:: Selection

Here’s a recap on the stories I recently covered and issues I’m following:

Ballroom dancing and tai chi classes for seniors can improve fitness, create communities and reduce isolation – factors that can lower the risks of suicide. The suicide rate for Asian American men and women 65 or older is the second highest among all age groups for that demographic, following those between the ages of 15 and 24, according to 2016 data from the Office of Health and Human Services Office of Minority Health.

Asian Pacific Community Counseling is a nonprofit that focuses on mental health services to improve well-being for Sacramento’s AAPI community. Counselors from APCC have been organizing classes for eight years. Here’s my story about the lovely afternoon I spent visiting and speaking with participants in the classes.

Want authentic Asian ingredients delivered? In Sacramento, there’s now an app for that. Weee is an Asian e-grocery store that now delivers to Sacramento, the Bay Area and Seattle. Founder Larry Liu, who was a student in Davis, decided to work on an e-commerce shipping fresh produce, seasoning and prepackaged products from China, Korea, Taiwan, Japan and Hong Kong.

In other news, a mountain skeleton found in the high Sierra Nevada may be Giichi Matsumura, a Japanese American who set out with other men from the internment camp at Manzanar on a trip but got caught in a summer snowstorm, the Associated Press reports. The 46-year-old gardener from Santa Monica was one of 120,000 Japanese Americans who were accused to be a threat to national security and were incarcerated during WWII.

::::
:: Rows

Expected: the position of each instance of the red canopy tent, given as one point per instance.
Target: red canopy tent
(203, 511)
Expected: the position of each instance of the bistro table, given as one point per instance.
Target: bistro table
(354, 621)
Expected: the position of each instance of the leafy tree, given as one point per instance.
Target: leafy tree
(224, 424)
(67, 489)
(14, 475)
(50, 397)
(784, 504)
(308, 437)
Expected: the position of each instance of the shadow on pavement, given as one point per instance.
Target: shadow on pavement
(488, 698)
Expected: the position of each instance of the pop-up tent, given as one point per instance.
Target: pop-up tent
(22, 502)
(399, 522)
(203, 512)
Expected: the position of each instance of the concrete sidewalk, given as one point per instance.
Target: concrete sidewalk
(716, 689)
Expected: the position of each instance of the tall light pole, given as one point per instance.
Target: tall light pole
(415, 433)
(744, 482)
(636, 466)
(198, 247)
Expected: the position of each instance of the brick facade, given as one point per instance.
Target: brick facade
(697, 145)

::::
:: Rows

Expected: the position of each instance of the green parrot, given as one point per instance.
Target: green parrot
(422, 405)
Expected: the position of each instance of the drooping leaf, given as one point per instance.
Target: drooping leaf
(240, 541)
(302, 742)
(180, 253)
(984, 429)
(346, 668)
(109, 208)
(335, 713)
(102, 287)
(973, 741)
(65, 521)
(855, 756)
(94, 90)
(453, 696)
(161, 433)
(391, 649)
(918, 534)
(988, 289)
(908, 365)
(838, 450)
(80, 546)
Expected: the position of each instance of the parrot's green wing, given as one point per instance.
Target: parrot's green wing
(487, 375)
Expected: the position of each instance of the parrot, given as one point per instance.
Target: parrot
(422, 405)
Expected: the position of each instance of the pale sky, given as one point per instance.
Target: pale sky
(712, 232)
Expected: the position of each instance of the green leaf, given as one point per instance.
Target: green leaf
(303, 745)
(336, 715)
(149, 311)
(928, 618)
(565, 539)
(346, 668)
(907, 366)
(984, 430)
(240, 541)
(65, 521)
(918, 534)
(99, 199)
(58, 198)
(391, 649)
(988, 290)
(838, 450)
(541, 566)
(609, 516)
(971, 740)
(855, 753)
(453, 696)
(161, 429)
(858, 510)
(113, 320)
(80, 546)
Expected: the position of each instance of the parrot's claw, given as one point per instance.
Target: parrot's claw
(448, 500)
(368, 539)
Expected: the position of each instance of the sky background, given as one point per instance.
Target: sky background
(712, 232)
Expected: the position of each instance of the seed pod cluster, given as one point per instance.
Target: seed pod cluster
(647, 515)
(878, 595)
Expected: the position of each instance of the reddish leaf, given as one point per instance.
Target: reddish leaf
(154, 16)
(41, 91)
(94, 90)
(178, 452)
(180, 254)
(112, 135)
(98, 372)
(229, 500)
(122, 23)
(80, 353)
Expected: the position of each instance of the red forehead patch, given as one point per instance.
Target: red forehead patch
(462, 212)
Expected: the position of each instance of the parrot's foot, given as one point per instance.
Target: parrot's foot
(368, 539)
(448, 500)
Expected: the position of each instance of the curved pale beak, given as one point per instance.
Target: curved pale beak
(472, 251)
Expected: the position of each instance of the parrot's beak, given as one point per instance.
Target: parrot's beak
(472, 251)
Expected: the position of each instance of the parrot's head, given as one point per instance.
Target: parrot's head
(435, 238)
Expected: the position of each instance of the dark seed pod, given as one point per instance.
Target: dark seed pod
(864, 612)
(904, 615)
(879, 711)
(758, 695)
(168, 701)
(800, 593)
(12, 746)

::::

* [Task objective]
Pick up the recap of Sacramento AAPI community news after its last sentence and carry it on.

* [Response for this exercise]
On Capitol Hill, five members of Congress now celebrate the Indian festival of lights with feasts and family gatherings, including Ami Bera and Ro Khanna of California, The New York Times reports. Diwali, which honors the triumph of good over evil, is technically a Hindu festival that has become more of a cultural event.

“It’s a symbolic holiday that unites us as a diaspora,” said Rep. Raja Krishnamoorthi of Illinois.

The NBA-China fight is personal for some Houston Rockets’ Asian American fans, NBC News reports. Other immigrant communities also demonstrated by buying tickets to the Rockets season opener to show support for the team’s general manager, Daryl Morey, who sent a tweet earlier this month in support of Hong Kong.

“We appreciate Mr. Morey, who stands for democracy,” Tram Ho told NBC News. “I was born in Vietnam, came here when I was 14 years old with my family, and I know what communism is like. So even though we are not from Hong Kong, we stand with them and for freedom.”

Pacific Islanders from Palau, the Marshall Islands and Federated States of Micronesia must often go to extremes to retrieve key immigration records that are essential to accessing jobs, housing and even driver’s licences, because they are restricted from accessing immigration documents online after five years. Some who are living on the streets in Hawaii have been unable to work because they lost their I-94 documents. The Honolulu Civil Beat provides tips on how to avoid I-94 problems in the story.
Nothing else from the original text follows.